# READING TEXT:
■ ■ ■ ■
A single Docent answer costs about a quarter of one-thousandth of a dollar. That feels like nothing – and per request it is. But operational cost is a per-request number multiplied by request volume, so the unit to reason in is “per 1000 requests”: at this rate, 1000 Docent questions cost about 26 cents. Now the number is legible: a support portal fielding a hundred thousand questions a day is spending real money, and a prompt change that doubles the retrieved context (doubling input tokens) is a line item you can see. This block is pure arithmetic on fixed inputs, so it’s perfectly reproducible – run it twice and you get $0.000264 both times, unlike the live call that produced the token counts.


Latency: report percentiles, not the mean

Cost you can compute from tokens; latency you have to measure, because it depends on the network, the model’s load, and how much it generated. The measurement itself is easy – wall-clock time around the call with time.time(). The hard part is reporting it honestly.

The instinct is to report the average. Resist it. Consider six real Docent latencies: five of them land between 0.9 and 1.5 seconds, and one takes 3.3 seconds. The mean is about 1.7 seconds – a number that describes none of the actual requests: it’s slower than the five fast ones and faster than the slow one. And it completely buries the 3.3-second request, which is the one whose user was staring at a spinner. That slow request isn’t noise; in production it’s a whole slice of your traffic, and it’s the slice that files tickets and churns.

The honest report is percentiles. The p50 (the median) is the value half your requests come in under; p95 is the value 95% come in under – so 1 request in 20 is slower than p95; p99 is the tail’s tail. SLAs are written in these terms (“p95 under 2 seconds”) precisely because they describe the experience of your slowest users, not a mythical average one. Here’s a percentile implementation and the split it produces on those six real latencies:

# Real per-request latencies (seconds) captured from six live Docent calls.
LAT = [2.280, 1.513, 3.268, 0.931, 0.944, 1.274]

def percentile(values, p):
    """The p-th percentile (0-100) via linear interpolation between ranks."""
    s = sorted(values)
    if len(s) == 1:
        return s[0]
    rank = (p / 100) * (len(s) - 1)   # fractional position in the sorted list
    lo = int(rank)
    frac = rank - lo
    if lo + 1 >= len(s):
        return s[lo]
    return s[lo] + frac * (s[lo + 1] - s[lo])   # interpolate between neighbors

mean = sum(LAT) / len(LAT)
■ ■ ■ ■
# EXERCISE INSTRUCTIONS:
• 1. According to the passage on Docent's cost and latency, about how much do 1000 Docent questions cost?
• 2. Write what comes next in the passage on Docent's cost and latency, starting after its final line.

[Stored rows]
■ ■ ■ ■
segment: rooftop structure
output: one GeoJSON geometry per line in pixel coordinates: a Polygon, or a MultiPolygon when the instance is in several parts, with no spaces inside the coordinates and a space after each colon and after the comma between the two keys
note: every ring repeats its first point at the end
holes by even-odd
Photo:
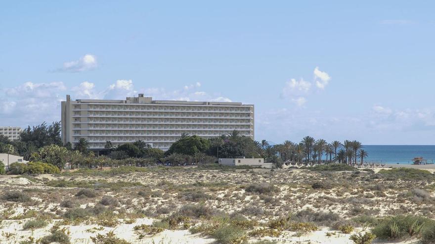
{"type": "Polygon", "coordinates": [[[20,127],[12,126],[0,127],[0,135],[2,135],[9,138],[9,139],[13,140],[18,139],[20,136],[20,133],[23,131],[20,127]]]}
{"type": "Polygon", "coordinates": [[[153,101],[140,94],[125,100],[79,99],[62,102],[62,138],[73,145],[85,138],[102,150],[140,139],[167,150],[183,133],[205,138],[237,130],[254,139],[254,107],[241,103],[153,101]]]}

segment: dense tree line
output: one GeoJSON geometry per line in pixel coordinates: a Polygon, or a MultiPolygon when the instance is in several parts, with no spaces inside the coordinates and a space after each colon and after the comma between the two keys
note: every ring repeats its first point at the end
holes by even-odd
{"type": "MultiPolygon", "coordinates": [[[[28,127],[21,133],[19,139],[13,141],[0,136],[0,153],[20,155],[26,160],[53,165],[60,170],[155,164],[186,165],[215,163],[218,158],[242,157],[264,158],[265,162],[273,163],[278,167],[289,163],[356,164],[358,158],[362,164],[368,156],[361,143],[356,140],[328,143],[322,139],[315,140],[307,136],[299,143],[286,140],[270,145],[266,140],[254,140],[237,130],[209,139],[183,133],[166,152],[153,148],[140,140],[117,147],[108,141],[104,149],[96,154],[89,149],[88,142],[84,138],[74,146],[69,142],[62,145],[60,132],[59,122],[49,125],[44,122],[28,127]]],[[[40,167],[44,165],[37,165],[40,167]]],[[[0,165],[0,174],[4,173],[1,169],[0,165]]],[[[37,167],[32,169],[40,170],[37,167]]]]}

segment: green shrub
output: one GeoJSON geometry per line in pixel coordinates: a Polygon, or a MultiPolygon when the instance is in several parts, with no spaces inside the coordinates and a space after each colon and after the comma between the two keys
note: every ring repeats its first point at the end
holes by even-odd
{"type": "Polygon", "coordinates": [[[358,233],[350,236],[349,239],[353,241],[354,244],[371,244],[376,236],[370,232],[366,232],[364,235],[358,233]]]}
{"type": "Polygon", "coordinates": [[[396,239],[418,235],[429,219],[419,216],[397,215],[379,221],[372,233],[380,239],[396,239]]]}
{"type": "Polygon", "coordinates": [[[254,169],[252,166],[249,165],[222,165],[219,164],[201,164],[196,167],[196,169],[199,170],[252,170],[254,169]]]}
{"type": "Polygon", "coordinates": [[[212,236],[221,244],[241,244],[248,239],[243,230],[231,225],[218,228],[213,232],[212,236]]]}
{"type": "Polygon", "coordinates": [[[65,212],[63,214],[63,217],[74,221],[76,219],[83,219],[90,215],[90,213],[87,209],[73,209],[65,212]]]}
{"type": "Polygon", "coordinates": [[[210,217],[217,212],[216,209],[210,209],[202,205],[184,205],[178,211],[177,214],[199,218],[200,217],[210,217]]]}
{"type": "Polygon", "coordinates": [[[32,201],[32,198],[22,192],[8,191],[4,193],[2,199],[10,202],[26,203],[32,201]]]}
{"type": "Polygon", "coordinates": [[[45,183],[47,186],[52,187],[79,187],[82,188],[90,188],[92,185],[84,180],[76,181],[75,180],[50,180],[45,183]]]}
{"type": "Polygon", "coordinates": [[[47,224],[48,223],[47,223],[47,222],[44,219],[33,219],[32,220],[29,220],[28,221],[25,223],[24,225],[23,225],[23,229],[34,230],[35,229],[39,229],[40,228],[45,227],[47,226],[47,224]]]}
{"type": "Polygon", "coordinates": [[[97,194],[93,190],[90,189],[82,189],[79,191],[79,192],[76,194],[76,197],[82,197],[83,196],[92,198],[96,197],[97,194]]]}
{"type": "Polygon", "coordinates": [[[257,237],[278,237],[281,232],[273,229],[261,228],[250,231],[248,234],[250,236],[257,237]]]}
{"type": "Polygon", "coordinates": [[[59,168],[52,164],[41,162],[30,162],[27,164],[24,163],[13,163],[9,166],[9,171],[12,174],[58,174],[59,168]]]}
{"type": "Polygon", "coordinates": [[[279,189],[267,183],[251,184],[246,187],[245,191],[252,193],[268,195],[279,191],[279,189]]]}
{"type": "Polygon", "coordinates": [[[322,182],[315,182],[311,186],[311,188],[314,189],[326,189],[325,185],[322,182]]]}
{"type": "Polygon", "coordinates": [[[424,244],[435,244],[435,221],[428,220],[423,225],[420,239],[424,244]]]}
{"type": "Polygon", "coordinates": [[[178,195],[180,198],[190,202],[201,202],[212,198],[209,195],[199,191],[187,191],[180,193],[178,195]]]}
{"type": "Polygon", "coordinates": [[[311,171],[356,171],[358,170],[355,167],[345,164],[330,164],[302,168],[311,171]]]}
{"type": "Polygon", "coordinates": [[[394,180],[434,180],[435,175],[428,171],[411,168],[394,168],[391,170],[381,170],[379,173],[387,179],[394,180]]]}
{"type": "Polygon", "coordinates": [[[51,243],[70,244],[70,238],[61,231],[55,231],[50,235],[42,238],[40,241],[41,244],[50,244],[51,243]]]}
{"type": "Polygon", "coordinates": [[[3,161],[0,161],[0,174],[6,174],[6,170],[4,169],[4,164],[3,161]]]}
{"type": "Polygon", "coordinates": [[[27,172],[27,165],[17,162],[9,165],[9,171],[12,174],[22,174],[27,172]]]}
{"type": "Polygon", "coordinates": [[[73,209],[77,206],[77,204],[72,200],[65,200],[60,203],[60,207],[67,208],[68,209],[73,209]]]}
{"type": "Polygon", "coordinates": [[[100,203],[104,205],[105,206],[116,206],[119,204],[119,202],[115,198],[110,196],[104,196],[103,197],[103,198],[101,199],[101,201],[100,201],[100,203]]]}
{"type": "Polygon", "coordinates": [[[374,226],[378,224],[378,219],[367,215],[360,215],[352,218],[352,221],[359,226],[374,226]]]}

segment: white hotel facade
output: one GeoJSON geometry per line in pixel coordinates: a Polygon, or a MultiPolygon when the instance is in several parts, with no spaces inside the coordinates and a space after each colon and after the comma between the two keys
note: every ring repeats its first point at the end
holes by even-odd
{"type": "Polygon", "coordinates": [[[74,145],[86,139],[92,150],[140,139],[167,150],[183,133],[204,138],[234,130],[254,138],[254,106],[241,103],[153,101],[139,94],[125,100],[79,99],[62,103],[62,138],[74,145]]]}

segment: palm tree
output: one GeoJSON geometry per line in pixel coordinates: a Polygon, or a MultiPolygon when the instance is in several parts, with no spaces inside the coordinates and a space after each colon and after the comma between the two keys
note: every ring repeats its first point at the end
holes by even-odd
{"type": "Polygon", "coordinates": [[[290,141],[290,140],[287,140],[284,142],[284,143],[282,144],[283,149],[285,153],[285,157],[284,157],[284,161],[287,161],[287,157],[290,156],[290,158],[291,161],[293,161],[294,156],[295,155],[294,150],[295,150],[295,143],[290,141]],[[288,155],[287,155],[288,154],[288,155]]]}
{"type": "Polygon", "coordinates": [[[24,151],[23,152],[23,157],[26,160],[30,159],[32,154],[37,151],[36,146],[33,143],[28,143],[24,147],[24,151]]]}
{"type": "Polygon", "coordinates": [[[313,143],[314,142],[314,139],[307,136],[302,139],[301,141],[305,147],[305,152],[307,157],[307,160],[310,161],[310,155],[311,155],[311,150],[312,148],[313,143]]]}
{"type": "MultiPolygon", "coordinates": [[[[322,155],[323,154],[323,150],[325,149],[326,144],[326,141],[323,139],[318,139],[316,141],[316,147],[319,155],[319,164],[322,161],[322,155]]],[[[328,157],[328,155],[326,155],[326,157],[328,157]]]]}
{"type": "MultiPolygon", "coordinates": [[[[352,142],[350,140],[345,140],[345,141],[343,141],[343,147],[345,148],[345,151],[346,151],[346,155],[347,155],[348,152],[349,151],[352,147],[352,142]]],[[[347,161],[348,163],[349,162],[351,161],[351,158],[349,159],[348,156],[348,158],[346,161],[347,161]]]]}
{"type": "Polygon", "coordinates": [[[338,140],[334,140],[331,142],[331,145],[334,148],[334,156],[337,157],[337,150],[342,146],[342,143],[338,140]]]}
{"type": "Polygon", "coordinates": [[[113,148],[113,145],[112,144],[112,141],[107,140],[106,141],[106,144],[104,145],[104,148],[107,149],[107,155],[110,154],[110,150],[113,148]]]}
{"type": "Polygon", "coordinates": [[[353,158],[353,151],[351,150],[348,150],[346,152],[346,156],[347,156],[348,158],[349,159],[349,161],[348,162],[348,164],[352,164],[352,159],[353,158]]]}
{"type": "Polygon", "coordinates": [[[298,158],[298,162],[301,163],[303,158],[306,156],[305,152],[305,148],[302,143],[300,143],[296,146],[295,152],[296,157],[298,158]]]}
{"type": "Polygon", "coordinates": [[[361,159],[361,165],[362,165],[363,162],[364,162],[364,158],[367,158],[369,156],[368,153],[367,151],[364,149],[359,149],[358,151],[358,157],[361,159]]]}
{"type": "Polygon", "coordinates": [[[344,149],[341,149],[337,152],[335,157],[334,157],[334,160],[338,161],[338,162],[341,163],[344,162],[346,159],[346,151],[344,149]]]}
{"type": "Polygon", "coordinates": [[[354,140],[352,141],[352,149],[353,150],[353,156],[354,157],[355,160],[354,162],[355,163],[356,163],[356,154],[358,153],[358,150],[361,149],[362,147],[362,144],[361,144],[361,142],[358,141],[357,140],[354,140]]]}
{"type": "Polygon", "coordinates": [[[332,162],[332,154],[334,153],[334,148],[331,145],[328,144],[325,147],[325,152],[326,153],[326,160],[328,160],[328,155],[329,155],[329,162],[332,162]]]}
{"type": "Polygon", "coordinates": [[[241,135],[241,134],[240,131],[237,130],[234,130],[228,133],[228,139],[233,142],[237,142],[238,141],[241,135]]]}
{"type": "Polygon", "coordinates": [[[85,138],[81,138],[76,144],[75,150],[78,150],[82,153],[86,154],[89,149],[89,142],[85,138]]]}
{"type": "Polygon", "coordinates": [[[264,149],[264,147],[269,145],[269,142],[267,142],[267,140],[263,139],[261,140],[261,148],[264,149]]]}

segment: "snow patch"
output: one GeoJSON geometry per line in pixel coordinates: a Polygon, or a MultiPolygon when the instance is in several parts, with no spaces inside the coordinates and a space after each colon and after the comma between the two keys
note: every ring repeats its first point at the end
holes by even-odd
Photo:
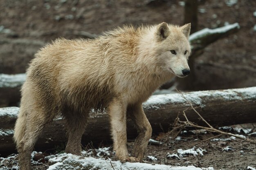
{"type": "MultiPolygon", "coordinates": [[[[234,24],[233,24],[234,25],[234,24]]],[[[226,26],[229,26],[230,25],[226,26]]],[[[256,87],[222,91],[199,91],[183,93],[184,97],[193,105],[204,107],[206,98],[225,99],[228,101],[254,98],[256,99],[256,87]]],[[[152,96],[144,103],[144,107],[157,109],[168,103],[189,106],[187,101],[180,93],[152,96]]]]}
{"type": "Polygon", "coordinates": [[[186,150],[183,150],[182,149],[179,149],[177,150],[177,153],[179,155],[180,157],[187,155],[193,155],[195,156],[198,155],[198,152],[195,150],[194,148],[192,149],[187,149],[186,150]]]}
{"type": "Polygon", "coordinates": [[[228,7],[232,7],[237,3],[238,0],[225,0],[225,3],[228,7]]]}
{"type": "Polygon", "coordinates": [[[171,155],[170,153],[169,152],[167,153],[167,154],[166,154],[166,157],[167,158],[173,158],[173,159],[177,158],[178,159],[180,159],[180,157],[179,157],[179,156],[178,156],[177,155],[177,154],[171,155]]]}
{"type": "Polygon", "coordinates": [[[7,116],[16,117],[19,111],[20,108],[17,107],[0,108],[0,119],[3,119],[3,117],[7,116]]]}
{"type": "Polygon", "coordinates": [[[232,150],[233,149],[230,147],[230,146],[227,146],[221,150],[222,151],[230,151],[232,150]]]}
{"type": "Polygon", "coordinates": [[[0,87],[16,87],[22,85],[26,80],[26,74],[0,74],[0,87]]]}
{"type": "Polygon", "coordinates": [[[14,131],[13,130],[0,129],[0,136],[11,136],[14,134],[14,131]]]}
{"type": "Polygon", "coordinates": [[[211,141],[231,141],[232,140],[235,140],[236,139],[236,138],[234,136],[231,136],[227,138],[216,138],[213,139],[211,140],[211,141]]]}
{"type": "Polygon", "coordinates": [[[249,166],[248,166],[246,169],[247,169],[247,170],[256,170],[256,169],[254,168],[253,168],[249,166]]]}
{"type": "Polygon", "coordinates": [[[112,161],[97,159],[93,157],[84,157],[68,154],[61,157],[60,162],[56,162],[56,159],[49,160],[50,163],[55,163],[49,167],[48,170],[67,170],[70,169],[111,170],[113,169],[111,164],[115,169],[124,170],[202,170],[202,169],[194,166],[173,166],[165,165],[149,164],[140,163],[121,163],[119,161],[112,161]]]}
{"type": "Polygon", "coordinates": [[[62,162],[57,162],[56,163],[49,166],[49,168],[47,169],[47,170],[54,170],[58,169],[57,169],[58,167],[63,165],[63,163],[62,162]]]}
{"type": "Polygon", "coordinates": [[[147,157],[148,157],[148,158],[149,159],[153,161],[157,160],[157,159],[155,157],[155,156],[147,156],[147,157]]]}
{"type": "Polygon", "coordinates": [[[215,29],[211,29],[206,28],[193,33],[189,35],[189,41],[191,42],[198,39],[202,37],[205,36],[206,35],[225,33],[236,28],[238,29],[240,28],[240,26],[237,22],[215,29]]]}

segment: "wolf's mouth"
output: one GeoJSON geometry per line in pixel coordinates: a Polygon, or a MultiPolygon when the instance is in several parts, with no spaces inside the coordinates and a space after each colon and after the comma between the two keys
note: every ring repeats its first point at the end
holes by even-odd
{"type": "Polygon", "coordinates": [[[173,69],[171,69],[171,68],[170,68],[170,67],[169,67],[168,68],[169,68],[169,70],[170,70],[170,71],[171,71],[171,72],[172,73],[173,73],[173,74],[174,74],[174,75],[177,75],[177,76],[178,76],[178,77],[186,77],[186,75],[177,75],[177,74],[175,74],[175,73],[174,73],[174,71],[173,71],[173,69]]]}
{"type": "Polygon", "coordinates": [[[173,74],[175,74],[174,73],[174,71],[173,71],[173,69],[171,69],[171,68],[170,68],[170,67],[169,67],[169,68],[169,68],[169,70],[171,71],[171,72],[172,72],[172,73],[173,73],[173,74]]]}

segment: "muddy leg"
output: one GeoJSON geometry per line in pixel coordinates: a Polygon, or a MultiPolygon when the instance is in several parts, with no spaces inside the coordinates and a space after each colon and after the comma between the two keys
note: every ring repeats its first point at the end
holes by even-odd
{"type": "Polygon", "coordinates": [[[35,143],[45,125],[51,121],[44,114],[45,112],[43,110],[40,111],[38,108],[33,113],[28,114],[24,136],[17,146],[19,152],[18,165],[20,170],[31,169],[31,152],[35,143]]]}
{"type": "Polygon", "coordinates": [[[66,146],[66,153],[81,155],[81,139],[85,130],[88,114],[88,113],[65,114],[64,117],[68,135],[66,146]]]}
{"type": "Polygon", "coordinates": [[[126,105],[118,99],[115,99],[108,108],[114,150],[116,156],[121,162],[138,162],[134,157],[129,157],[126,144],[126,105]]]}
{"type": "Polygon", "coordinates": [[[148,140],[151,136],[152,129],[141,104],[131,106],[128,108],[128,110],[138,132],[138,137],[133,144],[132,155],[137,158],[142,162],[148,140]]]}

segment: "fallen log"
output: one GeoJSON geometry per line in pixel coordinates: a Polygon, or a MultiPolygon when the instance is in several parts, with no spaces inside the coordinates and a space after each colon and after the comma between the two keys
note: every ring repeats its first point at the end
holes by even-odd
{"type": "MultiPolygon", "coordinates": [[[[256,121],[256,87],[225,90],[208,91],[183,93],[201,116],[213,126],[218,127],[256,121]]],[[[143,107],[153,129],[153,133],[167,132],[179,113],[190,108],[190,104],[180,93],[151,96],[143,107]]],[[[15,149],[12,140],[13,128],[19,108],[0,108],[0,150],[15,149]]],[[[205,126],[192,109],[186,111],[191,122],[205,126]]],[[[185,119],[180,116],[181,120],[185,119]]],[[[91,141],[111,142],[108,117],[106,113],[91,113],[82,140],[83,144],[91,141]]],[[[61,118],[55,119],[44,130],[36,148],[54,148],[67,140],[65,125],[61,118]]],[[[137,131],[132,122],[128,121],[128,138],[134,139],[137,131]]]]}
{"type": "Polygon", "coordinates": [[[26,79],[26,74],[0,74],[0,107],[17,106],[20,101],[20,89],[26,79]]]}

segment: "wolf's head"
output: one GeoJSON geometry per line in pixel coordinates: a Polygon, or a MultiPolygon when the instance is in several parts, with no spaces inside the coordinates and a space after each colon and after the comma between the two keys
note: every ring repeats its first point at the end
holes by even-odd
{"type": "Polygon", "coordinates": [[[188,64],[191,47],[189,42],[191,24],[182,26],[162,23],[156,27],[157,63],[164,71],[180,77],[190,73],[188,64]]]}

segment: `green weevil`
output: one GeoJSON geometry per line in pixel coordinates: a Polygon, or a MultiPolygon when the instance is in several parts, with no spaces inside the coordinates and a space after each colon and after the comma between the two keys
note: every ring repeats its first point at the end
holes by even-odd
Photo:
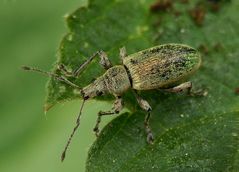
■ ■ ■ ■
# EXERCISE ANSWERS:
• 1. About 26 cents.

• 2.
print(f"sorted latencies : {sorted(LAT)}")
print(f"mean : {mean:.3f}s")
print(f"p50  : {percentile(LAT, 50):.3f}s")
print(f"p95  : {percentile(LAT, 95):.3f}s")
print(f"p99  : {percentile(LAT, 99):.3f}s")
sorted latencies : [0.931, 0.944, 1.274, 1.513, 2.28, 3.268]
mean : 1.702s
p50  : 1.393s
p95  : 3.021s
p99  : 3.219s

Read the gap between the numbers. The p50 is 1.393s – that’s the typical Docent request, and it sits right inside the fast cluster where most calls actually live. The p95 is 3.021s, more than double the median: it has climbed out to where the slow requests are, and it’s the number that honestly answers “how bad is it for the users having a bad time?”. The mean, at 1.702s, splits the difference and tells you about neither group. The percentile function is deterministic – it sorts and interpolates a fixed list with no model in the loop – so it returns the identical values every run, which is exactly what you want from a metric you’ll compute over millions of production requests.

A horizontal latency axis from 0 to 3.5 seconds plots six real Docent request latencies as dots: four blue dots clustered between 0.93 and 1.51 seconds, one purple dot at 2.28 seconds, and one red dot at 3.27 seconds labelled slowest, forming a right-hand tail. A green vertical line marks p50 at 1.393 seconds inside the fast cluster; a gray dashed line marks the mean at 1.702 seconds just right of it; an orange vertical line marks p95 at 3.021 seconds far out in the slow tail near the two slowest requests. A caption notes the p95 line sits in the tail, the slow experience an average sweeps under the rug.
The six real Docent latencies on one axis. Most requests cluster below 1.5s (blue), but two slow requests (2.28s and 3.27s) form a right tail. The mean (1.702s, gray dashed) and even the p50 (1.393s, green) sit inside the fast cluster and say nothing about the tail; only the p95 (3.021s, orange) lands out where the slow requests -- the ones users feel and SLAs target -- actually are.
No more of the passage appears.